> TASK
Pictures stay out. Everything else in the entries is copied exactly.

#### RAW DATA

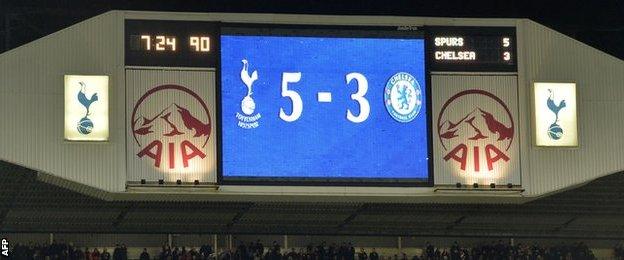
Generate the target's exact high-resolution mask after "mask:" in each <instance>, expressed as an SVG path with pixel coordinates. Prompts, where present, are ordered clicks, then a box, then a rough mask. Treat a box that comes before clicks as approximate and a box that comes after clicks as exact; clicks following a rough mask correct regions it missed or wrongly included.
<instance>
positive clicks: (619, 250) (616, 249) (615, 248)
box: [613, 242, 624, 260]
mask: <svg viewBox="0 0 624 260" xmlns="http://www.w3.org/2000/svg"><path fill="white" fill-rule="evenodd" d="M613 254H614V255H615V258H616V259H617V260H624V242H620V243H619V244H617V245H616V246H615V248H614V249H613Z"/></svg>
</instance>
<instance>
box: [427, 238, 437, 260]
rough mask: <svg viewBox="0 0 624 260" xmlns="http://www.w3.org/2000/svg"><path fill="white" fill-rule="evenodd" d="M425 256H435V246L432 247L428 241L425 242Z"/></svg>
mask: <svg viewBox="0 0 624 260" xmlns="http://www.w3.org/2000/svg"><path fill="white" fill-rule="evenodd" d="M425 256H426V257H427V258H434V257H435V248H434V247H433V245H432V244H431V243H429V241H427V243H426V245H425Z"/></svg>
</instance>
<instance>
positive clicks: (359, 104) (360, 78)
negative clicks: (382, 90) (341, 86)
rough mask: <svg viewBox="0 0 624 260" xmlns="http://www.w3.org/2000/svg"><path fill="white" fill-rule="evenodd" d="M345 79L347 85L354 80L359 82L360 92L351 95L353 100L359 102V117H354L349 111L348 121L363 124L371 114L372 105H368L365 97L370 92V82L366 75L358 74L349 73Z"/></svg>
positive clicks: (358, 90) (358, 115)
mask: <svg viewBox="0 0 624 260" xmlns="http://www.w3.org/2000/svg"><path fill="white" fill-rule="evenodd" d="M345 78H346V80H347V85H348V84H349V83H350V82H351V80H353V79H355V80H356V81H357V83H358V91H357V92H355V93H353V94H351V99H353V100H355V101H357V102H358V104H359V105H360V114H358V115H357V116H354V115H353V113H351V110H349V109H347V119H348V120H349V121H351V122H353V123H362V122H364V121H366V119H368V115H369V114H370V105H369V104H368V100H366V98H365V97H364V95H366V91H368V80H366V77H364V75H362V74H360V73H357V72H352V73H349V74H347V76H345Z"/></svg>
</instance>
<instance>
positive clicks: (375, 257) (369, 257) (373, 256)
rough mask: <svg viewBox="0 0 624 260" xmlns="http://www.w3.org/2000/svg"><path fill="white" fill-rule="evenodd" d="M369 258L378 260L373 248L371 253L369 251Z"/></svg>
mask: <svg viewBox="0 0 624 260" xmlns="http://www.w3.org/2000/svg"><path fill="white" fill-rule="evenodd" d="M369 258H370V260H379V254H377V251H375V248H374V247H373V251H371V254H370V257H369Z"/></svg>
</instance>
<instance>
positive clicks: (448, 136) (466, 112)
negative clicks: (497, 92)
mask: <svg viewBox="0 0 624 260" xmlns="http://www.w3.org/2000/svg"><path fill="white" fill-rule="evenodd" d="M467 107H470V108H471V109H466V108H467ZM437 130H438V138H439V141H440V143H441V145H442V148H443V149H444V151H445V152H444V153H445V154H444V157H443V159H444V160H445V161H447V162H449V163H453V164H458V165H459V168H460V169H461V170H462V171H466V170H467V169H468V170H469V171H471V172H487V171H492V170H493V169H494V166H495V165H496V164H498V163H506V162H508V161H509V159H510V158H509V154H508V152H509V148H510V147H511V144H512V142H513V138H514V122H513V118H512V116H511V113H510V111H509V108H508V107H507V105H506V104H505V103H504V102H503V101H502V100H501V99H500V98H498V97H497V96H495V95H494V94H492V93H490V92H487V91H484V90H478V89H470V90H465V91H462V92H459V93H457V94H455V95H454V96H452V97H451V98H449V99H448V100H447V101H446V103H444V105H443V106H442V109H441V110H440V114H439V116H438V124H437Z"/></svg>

########

> REPLY TO THE TASK
Generate the target's exact high-resolution mask after "mask:" in each <instance>, expressed as an SVG path with pixel coordinates. Prompts, where present, are ordered clicks, then a box, then a rough mask. Treat a box that comes before clicks as approximate and a box that comes after clicks as exact; clicks following a rough mask correct regions it missed or wrongly included.
<instance>
positive clicks: (619, 250) (616, 249) (615, 248)
box: [613, 242, 624, 260]
mask: <svg viewBox="0 0 624 260" xmlns="http://www.w3.org/2000/svg"><path fill="white" fill-rule="evenodd" d="M613 254H614V255H615V258H616V259H617V260H624V242H620V243H619V244H617V245H616V246H615V248H614V249H613Z"/></svg>
</instance>
<instance>
box: [427, 238, 437, 260]
rough mask: <svg viewBox="0 0 624 260" xmlns="http://www.w3.org/2000/svg"><path fill="white" fill-rule="evenodd" d="M425 256H435V246L432 247L428 241L425 242Z"/></svg>
mask: <svg viewBox="0 0 624 260" xmlns="http://www.w3.org/2000/svg"><path fill="white" fill-rule="evenodd" d="M425 256H426V257H427V258H434V257H435V248H434V247H433V245H432V244H431V243H429V241H427V243H426V245H425Z"/></svg>
</instance>
<instance>
positive clicks: (359, 104) (360, 78)
negative clicks: (382, 90) (341, 86)
rough mask: <svg viewBox="0 0 624 260" xmlns="http://www.w3.org/2000/svg"><path fill="white" fill-rule="evenodd" d="M345 79L347 85L354 80L359 82L360 92L351 95L353 100L359 102V117H354L349 111L348 121L363 124L371 114L372 105H368L365 97L370 92V82L366 75L358 74L349 73Z"/></svg>
positive clicks: (358, 90) (358, 115)
mask: <svg viewBox="0 0 624 260" xmlns="http://www.w3.org/2000/svg"><path fill="white" fill-rule="evenodd" d="M345 78H346V80H347V85H348V84H349V83H350V82H351V80H353V79H355V80H356V81H357V83H358V91H357V92H355V93H353V94H351V99H353V100H355V101H357V102H358V104H359V105H360V114H358V115H357V116H354V115H353V113H351V110H349V109H347V119H348V120H349V121H351V122H353V123H362V122H364V121H366V119H368V115H369V114H370V105H369V104H368V100H366V98H365V97H364V95H366V91H368V80H366V77H364V75H362V74H360V73H357V72H352V73H349V74H347V76H345Z"/></svg>
</instance>
<instance>
positive clicks: (375, 257) (369, 257) (373, 256)
rough mask: <svg viewBox="0 0 624 260" xmlns="http://www.w3.org/2000/svg"><path fill="white" fill-rule="evenodd" d="M369 258L378 260L373 248L371 253L369 251Z"/></svg>
mask: <svg viewBox="0 0 624 260" xmlns="http://www.w3.org/2000/svg"><path fill="white" fill-rule="evenodd" d="M369 258H370V260H379V254H377V251H375V248H374V247H373V251H371V254H370V257H369Z"/></svg>
</instance>
<instance>
positive clicks: (448, 136) (466, 112)
negative clicks: (497, 92)
mask: <svg viewBox="0 0 624 260" xmlns="http://www.w3.org/2000/svg"><path fill="white" fill-rule="evenodd" d="M467 107H470V108H471V109H466V108H467ZM437 130H438V138H439V141H440V143H441V145H442V148H443V149H444V151H445V152H444V153H445V154H444V157H443V159H444V160H445V161H447V162H449V163H453V164H458V165H459V168H460V169H461V170H462V171H466V170H467V169H468V170H469V171H471V172H487V171H492V170H493V169H494V166H495V165H496V164H498V163H506V162H508V161H509V159H510V158H509V154H508V152H509V148H510V147H511V144H512V142H513V138H514V122H513V118H512V116H511V113H510V111H509V108H508V107H507V105H506V104H505V103H504V102H503V101H502V100H501V99H500V98H498V97H497V96H495V95H494V94H492V93H490V92H487V91H484V90H478V89H470V90H465V91H462V92H459V93H457V94H455V95H454V96H452V97H451V98H449V99H448V100H447V101H446V103H444V105H443V106H442V109H441V110H440V114H439V116H438V124H437Z"/></svg>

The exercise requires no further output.